**Task statement**
List every line of the records that contains the string "stucco".

Records for region labeling:
^^^^^^^^

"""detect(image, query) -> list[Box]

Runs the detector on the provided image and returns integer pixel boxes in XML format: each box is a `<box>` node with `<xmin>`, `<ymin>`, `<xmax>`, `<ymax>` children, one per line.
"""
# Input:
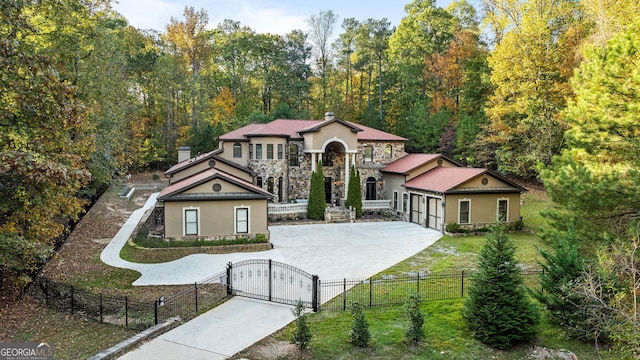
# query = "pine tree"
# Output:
<box><xmin>463</xmin><ymin>224</ymin><xmax>539</xmax><ymax>349</ymax></box>
<box><xmin>344</xmin><ymin>165</ymin><xmax>362</xmax><ymax>218</ymax></box>
<box><xmin>307</xmin><ymin>161</ymin><xmax>326</xmax><ymax>220</ymax></box>
<box><xmin>349</xmin><ymin>302</ymin><xmax>371</xmax><ymax>347</ymax></box>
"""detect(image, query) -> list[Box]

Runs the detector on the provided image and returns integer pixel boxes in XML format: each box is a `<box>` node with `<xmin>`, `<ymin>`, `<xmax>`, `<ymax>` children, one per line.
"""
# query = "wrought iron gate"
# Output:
<box><xmin>227</xmin><ymin>259</ymin><xmax>319</xmax><ymax>311</ymax></box>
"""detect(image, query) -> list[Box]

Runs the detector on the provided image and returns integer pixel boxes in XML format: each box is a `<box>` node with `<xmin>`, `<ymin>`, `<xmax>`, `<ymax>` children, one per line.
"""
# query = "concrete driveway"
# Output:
<box><xmin>100</xmin><ymin>194</ymin><xmax>441</xmax><ymax>285</ymax></box>
<box><xmin>105</xmin><ymin>194</ymin><xmax>441</xmax><ymax>360</ymax></box>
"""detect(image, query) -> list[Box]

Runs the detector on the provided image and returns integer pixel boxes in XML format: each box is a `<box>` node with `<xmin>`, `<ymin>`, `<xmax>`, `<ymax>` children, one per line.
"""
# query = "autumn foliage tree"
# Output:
<box><xmin>0</xmin><ymin>1</ymin><xmax>92</xmax><ymax>283</ymax></box>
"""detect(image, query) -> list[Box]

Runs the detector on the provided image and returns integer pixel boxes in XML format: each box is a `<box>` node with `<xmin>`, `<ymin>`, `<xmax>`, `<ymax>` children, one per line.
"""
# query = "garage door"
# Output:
<box><xmin>409</xmin><ymin>194</ymin><xmax>422</xmax><ymax>224</ymax></box>
<box><xmin>427</xmin><ymin>197</ymin><xmax>442</xmax><ymax>230</ymax></box>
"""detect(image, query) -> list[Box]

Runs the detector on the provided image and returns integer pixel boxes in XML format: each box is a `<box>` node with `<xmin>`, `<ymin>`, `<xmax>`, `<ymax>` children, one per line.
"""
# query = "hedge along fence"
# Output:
<box><xmin>319</xmin><ymin>270</ymin><xmax>543</xmax><ymax>311</ymax></box>
<box><xmin>27</xmin><ymin>272</ymin><xmax>228</xmax><ymax>330</ymax></box>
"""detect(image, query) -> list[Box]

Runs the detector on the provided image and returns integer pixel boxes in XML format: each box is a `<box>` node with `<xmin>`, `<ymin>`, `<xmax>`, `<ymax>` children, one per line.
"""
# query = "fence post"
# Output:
<box><xmin>369</xmin><ymin>277</ymin><xmax>373</xmax><ymax>307</ymax></box>
<box><xmin>193</xmin><ymin>281</ymin><xmax>198</xmax><ymax>314</ymax></box>
<box><xmin>342</xmin><ymin>278</ymin><xmax>347</xmax><ymax>310</ymax></box>
<box><xmin>153</xmin><ymin>299</ymin><xmax>158</xmax><ymax>325</ymax></box>
<box><xmin>311</xmin><ymin>275</ymin><xmax>320</xmax><ymax>312</ymax></box>
<box><xmin>124</xmin><ymin>296</ymin><xmax>129</xmax><ymax>327</ymax></box>
<box><xmin>269</xmin><ymin>259</ymin><xmax>273</xmax><ymax>301</ymax></box>
<box><xmin>227</xmin><ymin>261</ymin><xmax>233</xmax><ymax>295</ymax></box>
<box><xmin>44</xmin><ymin>279</ymin><xmax>49</xmax><ymax>306</ymax></box>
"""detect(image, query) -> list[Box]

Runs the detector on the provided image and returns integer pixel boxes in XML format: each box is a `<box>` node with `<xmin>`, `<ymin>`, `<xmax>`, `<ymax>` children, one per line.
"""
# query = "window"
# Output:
<box><xmin>267</xmin><ymin>144</ymin><xmax>273</xmax><ymax>160</ymax></box>
<box><xmin>267</xmin><ymin>177</ymin><xmax>274</xmax><ymax>194</ymax></box>
<box><xmin>364</xmin><ymin>146</ymin><xmax>373</xmax><ymax>163</ymax></box>
<box><xmin>235</xmin><ymin>207</ymin><xmax>249</xmax><ymax>234</ymax></box>
<box><xmin>458</xmin><ymin>200</ymin><xmax>471</xmax><ymax>224</ymax></box>
<box><xmin>184</xmin><ymin>209</ymin><xmax>199</xmax><ymax>235</ymax></box>
<box><xmin>233</xmin><ymin>143</ymin><xmax>242</xmax><ymax>159</ymax></box>
<box><xmin>393</xmin><ymin>190</ymin><xmax>398</xmax><ymax>211</ymax></box>
<box><xmin>498</xmin><ymin>199</ymin><xmax>509</xmax><ymax>221</ymax></box>
<box><xmin>384</xmin><ymin>144</ymin><xmax>393</xmax><ymax>159</ymax></box>
<box><xmin>289</xmin><ymin>144</ymin><xmax>299</xmax><ymax>166</ymax></box>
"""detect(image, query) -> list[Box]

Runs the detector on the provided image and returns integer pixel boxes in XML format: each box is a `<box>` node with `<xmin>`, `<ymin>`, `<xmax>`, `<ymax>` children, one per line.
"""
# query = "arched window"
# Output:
<box><xmin>289</xmin><ymin>144</ymin><xmax>300</xmax><ymax>166</ymax></box>
<box><xmin>233</xmin><ymin>143</ymin><xmax>242</xmax><ymax>159</ymax></box>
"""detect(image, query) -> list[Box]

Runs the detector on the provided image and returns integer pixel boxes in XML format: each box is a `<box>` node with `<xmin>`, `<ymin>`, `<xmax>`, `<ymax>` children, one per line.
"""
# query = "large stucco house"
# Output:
<box><xmin>158</xmin><ymin>113</ymin><xmax>525</xmax><ymax>238</ymax></box>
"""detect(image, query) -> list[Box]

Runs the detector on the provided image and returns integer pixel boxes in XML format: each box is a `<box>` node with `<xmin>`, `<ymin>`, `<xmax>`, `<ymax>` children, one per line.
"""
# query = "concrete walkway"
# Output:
<box><xmin>100</xmin><ymin>194</ymin><xmax>441</xmax><ymax>360</ymax></box>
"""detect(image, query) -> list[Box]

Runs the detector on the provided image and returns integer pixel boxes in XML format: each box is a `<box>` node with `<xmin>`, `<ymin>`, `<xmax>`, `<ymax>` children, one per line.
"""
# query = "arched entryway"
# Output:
<box><xmin>364</xmin><ymin>177</ymin><xmax>377</xmax><ymax>200</ymax></box>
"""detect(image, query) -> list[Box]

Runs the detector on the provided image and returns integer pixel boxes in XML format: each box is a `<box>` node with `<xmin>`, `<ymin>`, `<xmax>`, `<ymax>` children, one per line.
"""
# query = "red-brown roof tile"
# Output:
<box><xmin>404</xmin><ymin>167</ymin><xmax>488</xmax><ymax>193</ymax></box>
<box><xmin>219</xmin><ymin>119</ymin><xmax>407</xmax><ymax>141</ymax></box>
<box><xmin>380</xmin><ymin>154</ymin><xmax>441</xmax><ymax>174</ymax></box>
<box><xmin>158</xmin><ymin>168</ymin><xmax>273</xmax><ymax>200</ymax></box>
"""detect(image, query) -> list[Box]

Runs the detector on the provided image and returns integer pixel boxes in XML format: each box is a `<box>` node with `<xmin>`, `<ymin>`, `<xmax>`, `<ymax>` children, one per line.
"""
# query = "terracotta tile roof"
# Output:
<box><xmin>158</xmin><ymin>168</ymin><xmax>273</xmax><ymax>200</ymax></box>
<box><xmin>164</xmin><ymin>149</ymin><xmax>252</xmax><ymax>176</ymax></box>
<box><xmin>404</xmin><ymin>167</ymin><xmax>488</xmax><ymax>193</ymax></box>
<box><xmin>219</xmin><ymin>119</ymin><xmax>407</xmax><ymax>141</ymax></box>
<box><xmin>380</xmin><ymin>154</ymin><xmax>441</xmax><ymax>174</ymax></box>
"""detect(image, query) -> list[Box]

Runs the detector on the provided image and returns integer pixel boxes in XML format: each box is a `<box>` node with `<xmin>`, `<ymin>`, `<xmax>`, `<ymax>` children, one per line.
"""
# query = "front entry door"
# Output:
<box><xmin>324</xmin><ymin>177</ymin><xmax>331</xmax><ymax>204</ymax></box>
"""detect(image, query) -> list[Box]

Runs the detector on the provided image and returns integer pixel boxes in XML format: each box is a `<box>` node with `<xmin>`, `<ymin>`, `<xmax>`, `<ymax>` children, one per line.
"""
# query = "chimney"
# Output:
<box><xmin>324</xmin><ymin>111</ymin><xmax>336</xmax><ymax>120</ymax></box>
<box><xmin>178</xmin><ymin>146</ymin><xmax>191</xmax><ymax>162</ymax></box>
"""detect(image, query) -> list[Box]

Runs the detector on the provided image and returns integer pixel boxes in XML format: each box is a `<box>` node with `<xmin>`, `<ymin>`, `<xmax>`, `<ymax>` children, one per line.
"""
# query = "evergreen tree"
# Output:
<box><xmin>344</xmin><ymin>165</ymin><xmax>362</xmax><ymax>218</ymax></box>
<box><xmin>307</xmin><ymin>161</ymin><xmax>326</xmax><ymax>220</ymax></box>
<box><xmin>463</xmin><ymin>224</ymin><xmax>539</xmax><ymax>349</ymax></box>
<box><xmin>349</xmin><ymin>302</ymin><xmax>371</xmax><ymax>347</ymax></box>
<box><xmin>533</xmin><ymin>229</ymin><xmax>590</xmax><ymax>340</ymax></box>
<box><xmin>291</xmin><ymin>300</ymin><xmax>311</xmax><ymax>350</ymax></box>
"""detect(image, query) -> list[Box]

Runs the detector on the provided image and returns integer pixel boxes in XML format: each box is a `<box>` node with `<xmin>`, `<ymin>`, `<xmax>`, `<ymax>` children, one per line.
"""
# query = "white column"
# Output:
<box><xmin>344</xmin><ymin>153</ymin><xmax>351</xmax><ymax>199</ymax></box>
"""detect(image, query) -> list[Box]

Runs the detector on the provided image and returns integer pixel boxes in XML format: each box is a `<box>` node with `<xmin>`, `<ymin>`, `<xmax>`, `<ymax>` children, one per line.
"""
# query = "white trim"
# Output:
<box><xmin>458</xmin><ymin>199</ymin><xmax>471</xmax><ymax>224</ymax></box>
<box><xmin>391</xmin><ymin>190</ymin><xmax>400</xmax><ymax>211</ymax></box>
<box><xmin>233</xmin><ymin>205</ymin><xmax>251</xmax><ymax>234</ymax></box>
<box><xmin>182</xmin><ymin>206</ymin><xmax>201</xmax><ymax>236</ymax></box>
<box><xmin>496</xmin><ymin>197</ymin><xmax>509</xmax><ymax>222</ymax></box>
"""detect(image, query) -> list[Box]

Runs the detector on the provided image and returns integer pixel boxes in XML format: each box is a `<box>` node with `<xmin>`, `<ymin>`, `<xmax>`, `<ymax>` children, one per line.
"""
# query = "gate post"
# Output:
<box><xmin>311</xmin><ymin>275</ymin><xmax>320</xmax><ymax>312</ymax></box>
<box><xmin>227</xmin><ymin>261</ymin><xmax>233</xmax><ymax>296</ymax></box>
<box><xmin>269</xmin><ymin>259</ymin><xmax>273</xmax><ymax>302</ymax></box>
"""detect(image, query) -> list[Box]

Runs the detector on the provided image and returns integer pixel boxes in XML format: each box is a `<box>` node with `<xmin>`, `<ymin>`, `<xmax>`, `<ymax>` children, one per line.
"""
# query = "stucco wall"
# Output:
<box><xmin>164</xmin><ymin>200</ymin><xmax>268</xmax><ymax>239</ymax></box>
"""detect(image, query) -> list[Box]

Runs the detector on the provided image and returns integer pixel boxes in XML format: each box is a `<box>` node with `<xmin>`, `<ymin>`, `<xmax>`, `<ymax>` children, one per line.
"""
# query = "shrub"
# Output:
<box><xmin>349</xmin><ymin>302</ymin><xmax>371</xmax><ymax>347</ymax></box>
<box><xmin>404</xmin><ymin>294</ymin><xmax>424</xmax><ymax>344</ymax></box>
<box><xmin>445</xmin><ymin>223</ymin><xmax>460</xmax><ymax>233</ymax></box>
<box><xmin>291</xmin><ymin>300</ymin><xmax>311</xmax><ymax>350</ymax></box>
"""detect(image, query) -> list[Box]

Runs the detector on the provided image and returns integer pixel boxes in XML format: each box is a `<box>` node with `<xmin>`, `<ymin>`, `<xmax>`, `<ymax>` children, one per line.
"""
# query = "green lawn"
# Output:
<box><xmin>248</xmin><ymin>192</ymin><xmax>621</xmax><ymax>360</ymax></box>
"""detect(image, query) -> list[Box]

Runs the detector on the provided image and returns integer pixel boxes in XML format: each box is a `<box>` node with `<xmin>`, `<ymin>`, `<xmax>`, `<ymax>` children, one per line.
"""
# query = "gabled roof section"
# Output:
<box><xmin>380</xmin><ymin>154</ymin><xmax>442</xmax><ymax>175</ymax></box>
<box><xmin>218</xmin><ymin>118</ymin><xmax>407</xmax><ymax>141</ymax></box>
<box><xmin>158</xmin><ymin>168</ymin><xmax>273</xmax><ymax>201</ymax></box>
<box><xmin>164</xmin><ymin>149</ymin><xmax>253</xmax><ymax>176</ymax></box>
<box><xmin>403</xmin><ymin>167</ymin><xmax>527</xmax><ymax>193</ymax></box>
<box><xmin>298</xmin><ymin>117</ymin><xmax>363</xmax><ymax>134</ymax></box>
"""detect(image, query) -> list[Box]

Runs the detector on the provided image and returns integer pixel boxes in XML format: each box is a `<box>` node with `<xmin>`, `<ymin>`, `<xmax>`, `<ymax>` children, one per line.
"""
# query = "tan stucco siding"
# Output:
<box><xmin>444</xmin><ymin>193</ymin><xmax>520</xmax><ymax>225</ymax></box>
<box><xmin>164</xmin><ymin>200</ymin><xmax>267</xmax><ymax>238</ymax></box>
<box><xmin>303</xmin><ymin>122</ymin><xmax>358</xmax><ymax>151</ymax></box>
<box><xmin>458</xmin><ymin>174</ymin><xmax>512</xmax><ymax>189</ymax></box>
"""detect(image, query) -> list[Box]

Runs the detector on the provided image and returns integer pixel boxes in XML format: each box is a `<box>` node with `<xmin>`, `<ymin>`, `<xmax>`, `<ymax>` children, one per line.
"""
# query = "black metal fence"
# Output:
<box><xmin>319</xmin><ymin>270</ymin><xmax>541</xmax><ymax>310</ymax></box>
<box><xmin>27</xmin><ymin>272</ymin><xmax>228</xmax><ymax>330</ymax></box>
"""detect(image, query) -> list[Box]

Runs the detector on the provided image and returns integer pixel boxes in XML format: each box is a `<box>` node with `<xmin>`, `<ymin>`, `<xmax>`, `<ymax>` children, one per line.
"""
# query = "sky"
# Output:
<box><xmin>113</xmin><ymin>0</ymin><xmax>458</xmax><ymax>35</ymax></box>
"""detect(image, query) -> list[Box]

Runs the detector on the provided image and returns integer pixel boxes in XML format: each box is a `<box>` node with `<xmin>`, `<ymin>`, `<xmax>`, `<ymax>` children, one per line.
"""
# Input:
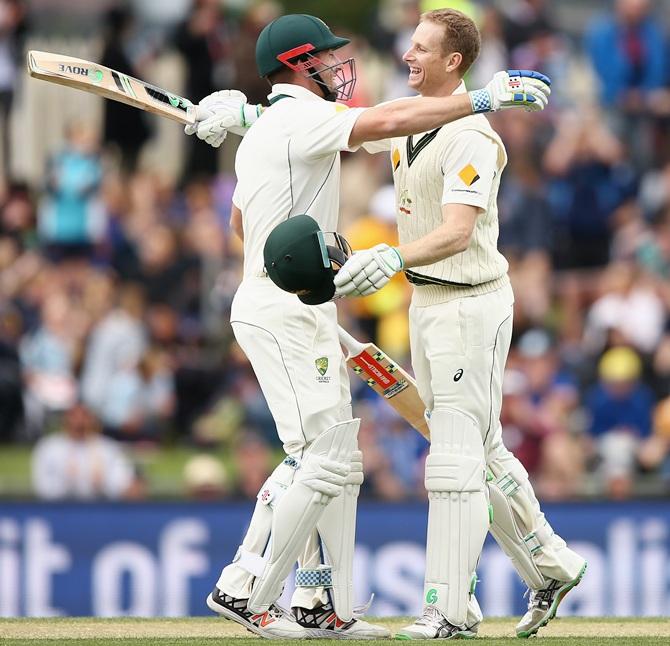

^^^^^^^^

**Response**
# query = "large stucco house"
# query = "stucco wall"
# query = "tan stucco siding"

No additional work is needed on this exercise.